### GIVEN PROBLEM:
Which rows below contain the string "bell"? Pick out each such line and copy it in full.

### GIVEN RECORDS:
____________________
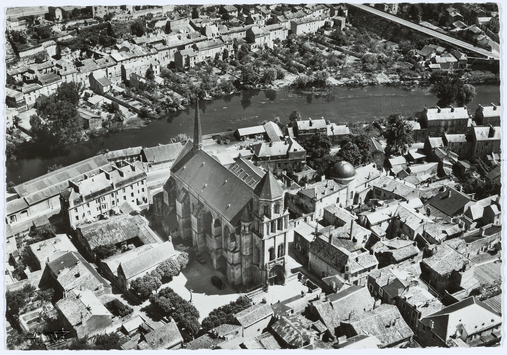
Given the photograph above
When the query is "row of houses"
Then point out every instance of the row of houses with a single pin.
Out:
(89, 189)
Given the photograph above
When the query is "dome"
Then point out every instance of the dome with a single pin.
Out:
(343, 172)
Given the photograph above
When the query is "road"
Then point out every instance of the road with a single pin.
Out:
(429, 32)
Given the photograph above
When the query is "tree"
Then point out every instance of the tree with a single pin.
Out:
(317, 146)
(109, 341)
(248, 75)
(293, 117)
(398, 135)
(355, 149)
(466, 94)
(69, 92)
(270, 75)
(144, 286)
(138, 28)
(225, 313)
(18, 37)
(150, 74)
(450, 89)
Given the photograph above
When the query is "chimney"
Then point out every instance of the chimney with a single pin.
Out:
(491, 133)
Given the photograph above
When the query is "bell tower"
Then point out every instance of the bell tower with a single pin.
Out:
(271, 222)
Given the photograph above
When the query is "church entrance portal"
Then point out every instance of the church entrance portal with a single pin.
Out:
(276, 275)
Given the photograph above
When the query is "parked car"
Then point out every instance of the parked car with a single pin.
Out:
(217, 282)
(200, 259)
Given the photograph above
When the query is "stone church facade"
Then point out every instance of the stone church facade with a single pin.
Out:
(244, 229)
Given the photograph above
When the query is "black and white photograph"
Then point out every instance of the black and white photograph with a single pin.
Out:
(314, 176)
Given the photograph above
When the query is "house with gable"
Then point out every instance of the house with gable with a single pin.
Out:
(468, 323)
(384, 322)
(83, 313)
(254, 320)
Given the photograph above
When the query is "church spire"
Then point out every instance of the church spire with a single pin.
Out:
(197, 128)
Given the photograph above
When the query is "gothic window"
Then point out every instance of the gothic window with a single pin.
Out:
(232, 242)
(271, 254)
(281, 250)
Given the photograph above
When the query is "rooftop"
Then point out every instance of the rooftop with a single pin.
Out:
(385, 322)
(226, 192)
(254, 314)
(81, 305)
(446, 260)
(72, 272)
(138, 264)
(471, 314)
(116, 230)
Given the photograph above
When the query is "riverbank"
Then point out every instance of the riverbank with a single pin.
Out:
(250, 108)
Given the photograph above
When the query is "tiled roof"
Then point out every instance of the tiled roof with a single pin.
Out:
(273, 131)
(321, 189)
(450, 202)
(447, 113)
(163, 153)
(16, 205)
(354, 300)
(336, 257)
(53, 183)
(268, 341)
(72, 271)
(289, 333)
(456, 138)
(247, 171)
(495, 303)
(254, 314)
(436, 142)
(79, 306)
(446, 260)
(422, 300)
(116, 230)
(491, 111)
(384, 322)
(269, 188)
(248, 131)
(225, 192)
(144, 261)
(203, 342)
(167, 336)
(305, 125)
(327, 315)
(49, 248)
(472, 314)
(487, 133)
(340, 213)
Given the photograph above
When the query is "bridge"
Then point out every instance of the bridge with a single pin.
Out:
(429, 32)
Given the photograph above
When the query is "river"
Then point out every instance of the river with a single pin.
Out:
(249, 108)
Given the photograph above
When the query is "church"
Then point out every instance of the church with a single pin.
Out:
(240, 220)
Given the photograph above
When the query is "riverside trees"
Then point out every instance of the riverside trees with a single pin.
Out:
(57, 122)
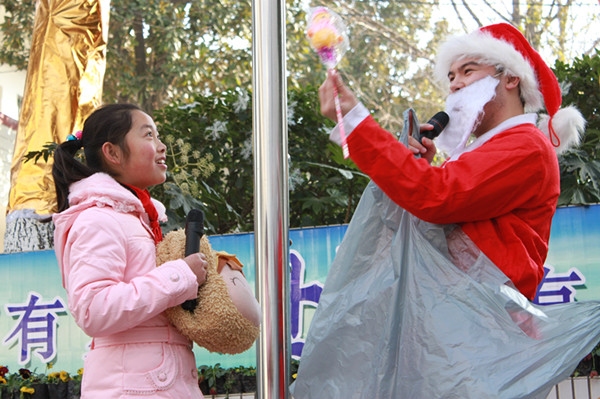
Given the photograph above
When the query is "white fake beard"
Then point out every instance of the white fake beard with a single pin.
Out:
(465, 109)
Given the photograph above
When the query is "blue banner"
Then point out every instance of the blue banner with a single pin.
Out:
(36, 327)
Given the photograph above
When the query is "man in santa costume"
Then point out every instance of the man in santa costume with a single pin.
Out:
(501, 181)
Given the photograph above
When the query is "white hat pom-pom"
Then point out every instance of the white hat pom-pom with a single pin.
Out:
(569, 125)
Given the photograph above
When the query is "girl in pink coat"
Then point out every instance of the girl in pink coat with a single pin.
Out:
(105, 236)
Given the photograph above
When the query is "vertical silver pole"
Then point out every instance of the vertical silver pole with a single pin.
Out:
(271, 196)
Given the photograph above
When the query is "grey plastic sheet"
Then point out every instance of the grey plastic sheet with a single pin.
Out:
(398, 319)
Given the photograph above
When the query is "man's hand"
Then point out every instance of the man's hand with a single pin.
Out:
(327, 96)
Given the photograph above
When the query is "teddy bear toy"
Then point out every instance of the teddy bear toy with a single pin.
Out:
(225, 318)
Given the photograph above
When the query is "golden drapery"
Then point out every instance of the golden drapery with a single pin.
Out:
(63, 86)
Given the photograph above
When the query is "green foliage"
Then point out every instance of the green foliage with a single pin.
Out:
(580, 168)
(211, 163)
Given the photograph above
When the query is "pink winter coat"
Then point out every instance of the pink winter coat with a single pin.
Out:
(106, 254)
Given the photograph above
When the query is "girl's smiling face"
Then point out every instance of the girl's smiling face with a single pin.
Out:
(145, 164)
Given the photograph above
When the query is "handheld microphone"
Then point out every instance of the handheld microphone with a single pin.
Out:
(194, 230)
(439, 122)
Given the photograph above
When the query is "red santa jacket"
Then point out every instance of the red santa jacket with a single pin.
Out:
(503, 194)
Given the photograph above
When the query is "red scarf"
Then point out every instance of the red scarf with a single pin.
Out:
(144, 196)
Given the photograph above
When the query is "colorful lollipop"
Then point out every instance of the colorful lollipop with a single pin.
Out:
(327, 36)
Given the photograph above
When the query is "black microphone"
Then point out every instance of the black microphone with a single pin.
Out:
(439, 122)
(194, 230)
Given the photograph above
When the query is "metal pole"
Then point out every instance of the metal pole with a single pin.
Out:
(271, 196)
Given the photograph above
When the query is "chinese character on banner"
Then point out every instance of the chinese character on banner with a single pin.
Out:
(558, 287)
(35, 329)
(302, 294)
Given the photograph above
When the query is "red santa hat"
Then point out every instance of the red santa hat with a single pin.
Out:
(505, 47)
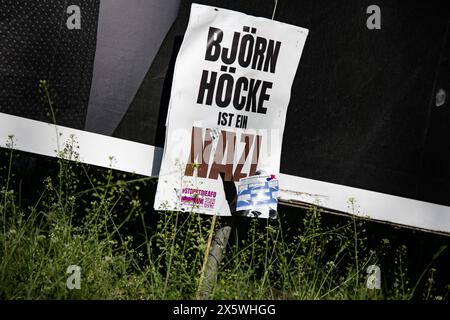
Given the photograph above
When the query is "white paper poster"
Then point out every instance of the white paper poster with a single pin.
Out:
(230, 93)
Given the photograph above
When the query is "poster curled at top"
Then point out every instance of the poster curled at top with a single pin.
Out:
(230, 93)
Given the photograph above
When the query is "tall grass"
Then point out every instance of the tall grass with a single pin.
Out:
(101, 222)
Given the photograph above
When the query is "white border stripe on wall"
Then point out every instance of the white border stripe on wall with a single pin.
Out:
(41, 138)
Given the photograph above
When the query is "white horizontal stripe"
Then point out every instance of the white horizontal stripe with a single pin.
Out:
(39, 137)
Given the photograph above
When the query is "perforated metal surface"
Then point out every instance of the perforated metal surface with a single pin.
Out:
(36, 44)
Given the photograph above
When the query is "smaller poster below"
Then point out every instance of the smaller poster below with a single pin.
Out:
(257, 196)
____________________
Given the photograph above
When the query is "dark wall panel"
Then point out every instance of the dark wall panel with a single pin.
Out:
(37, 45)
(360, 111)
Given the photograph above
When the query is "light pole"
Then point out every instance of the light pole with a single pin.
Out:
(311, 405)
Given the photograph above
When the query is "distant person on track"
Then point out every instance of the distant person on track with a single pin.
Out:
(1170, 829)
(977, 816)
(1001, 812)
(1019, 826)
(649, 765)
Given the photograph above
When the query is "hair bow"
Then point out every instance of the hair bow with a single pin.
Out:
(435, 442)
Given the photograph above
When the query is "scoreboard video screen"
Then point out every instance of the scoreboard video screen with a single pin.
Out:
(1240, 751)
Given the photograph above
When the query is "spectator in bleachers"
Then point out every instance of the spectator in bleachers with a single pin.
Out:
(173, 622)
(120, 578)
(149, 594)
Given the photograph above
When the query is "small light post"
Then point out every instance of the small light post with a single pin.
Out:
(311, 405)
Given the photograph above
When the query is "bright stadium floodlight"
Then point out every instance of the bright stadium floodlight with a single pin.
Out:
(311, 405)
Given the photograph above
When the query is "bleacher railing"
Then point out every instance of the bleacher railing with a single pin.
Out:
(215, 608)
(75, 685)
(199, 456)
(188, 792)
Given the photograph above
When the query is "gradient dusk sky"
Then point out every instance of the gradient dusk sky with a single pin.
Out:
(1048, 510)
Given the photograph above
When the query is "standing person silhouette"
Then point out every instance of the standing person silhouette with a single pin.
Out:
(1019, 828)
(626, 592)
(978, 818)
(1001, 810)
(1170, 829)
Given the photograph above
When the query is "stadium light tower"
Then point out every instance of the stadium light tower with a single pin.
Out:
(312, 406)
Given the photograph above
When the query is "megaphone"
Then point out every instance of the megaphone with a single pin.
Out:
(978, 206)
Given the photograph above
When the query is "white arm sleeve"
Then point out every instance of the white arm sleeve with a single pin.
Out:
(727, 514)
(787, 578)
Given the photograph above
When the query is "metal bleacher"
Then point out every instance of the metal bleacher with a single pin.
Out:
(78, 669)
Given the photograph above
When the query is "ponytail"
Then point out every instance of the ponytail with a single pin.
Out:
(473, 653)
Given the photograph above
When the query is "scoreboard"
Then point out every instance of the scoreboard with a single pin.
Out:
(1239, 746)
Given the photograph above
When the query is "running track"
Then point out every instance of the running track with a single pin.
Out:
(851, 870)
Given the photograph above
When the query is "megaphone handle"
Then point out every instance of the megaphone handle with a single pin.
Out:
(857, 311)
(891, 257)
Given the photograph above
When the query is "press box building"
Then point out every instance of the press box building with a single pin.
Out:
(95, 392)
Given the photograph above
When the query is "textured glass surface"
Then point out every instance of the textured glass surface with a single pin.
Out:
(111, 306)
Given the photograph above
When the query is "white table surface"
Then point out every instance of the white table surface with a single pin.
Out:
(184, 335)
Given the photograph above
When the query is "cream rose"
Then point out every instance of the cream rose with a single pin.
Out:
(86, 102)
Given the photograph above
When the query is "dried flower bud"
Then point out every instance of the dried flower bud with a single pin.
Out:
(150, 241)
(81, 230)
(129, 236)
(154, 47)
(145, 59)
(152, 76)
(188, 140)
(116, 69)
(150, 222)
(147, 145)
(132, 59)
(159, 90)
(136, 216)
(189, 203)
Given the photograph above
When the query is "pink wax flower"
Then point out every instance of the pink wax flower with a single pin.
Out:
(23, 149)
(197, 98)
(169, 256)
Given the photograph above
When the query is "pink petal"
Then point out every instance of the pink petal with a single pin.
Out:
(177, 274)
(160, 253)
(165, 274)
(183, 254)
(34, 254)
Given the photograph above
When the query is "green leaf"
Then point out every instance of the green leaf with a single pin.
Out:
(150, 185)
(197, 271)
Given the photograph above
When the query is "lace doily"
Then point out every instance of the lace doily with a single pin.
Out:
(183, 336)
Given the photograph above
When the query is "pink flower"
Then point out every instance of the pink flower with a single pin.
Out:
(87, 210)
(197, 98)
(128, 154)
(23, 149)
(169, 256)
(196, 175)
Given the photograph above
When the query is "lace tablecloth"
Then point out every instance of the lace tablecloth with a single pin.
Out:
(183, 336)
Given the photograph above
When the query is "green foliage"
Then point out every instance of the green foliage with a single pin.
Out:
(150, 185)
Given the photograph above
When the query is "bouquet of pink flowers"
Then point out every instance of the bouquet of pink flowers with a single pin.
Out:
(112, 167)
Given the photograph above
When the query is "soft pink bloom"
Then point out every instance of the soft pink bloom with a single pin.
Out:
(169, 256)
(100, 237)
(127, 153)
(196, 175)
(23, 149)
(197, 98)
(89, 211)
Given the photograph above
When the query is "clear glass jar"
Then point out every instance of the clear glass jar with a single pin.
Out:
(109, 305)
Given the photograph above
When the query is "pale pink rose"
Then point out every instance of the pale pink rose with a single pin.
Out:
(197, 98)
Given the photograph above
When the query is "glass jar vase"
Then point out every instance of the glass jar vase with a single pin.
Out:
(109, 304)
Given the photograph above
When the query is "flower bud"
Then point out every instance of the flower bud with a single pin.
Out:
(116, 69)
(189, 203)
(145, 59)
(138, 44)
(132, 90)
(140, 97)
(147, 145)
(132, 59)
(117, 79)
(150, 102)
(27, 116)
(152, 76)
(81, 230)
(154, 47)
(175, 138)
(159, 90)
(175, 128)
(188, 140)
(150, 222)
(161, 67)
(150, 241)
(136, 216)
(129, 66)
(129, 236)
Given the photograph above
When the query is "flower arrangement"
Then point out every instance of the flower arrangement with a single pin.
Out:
____________________
### SOLUTION FOR THIS PROBLEM:
When the query is "bell tower"
Then point out every instance of the bell tower with a single pin.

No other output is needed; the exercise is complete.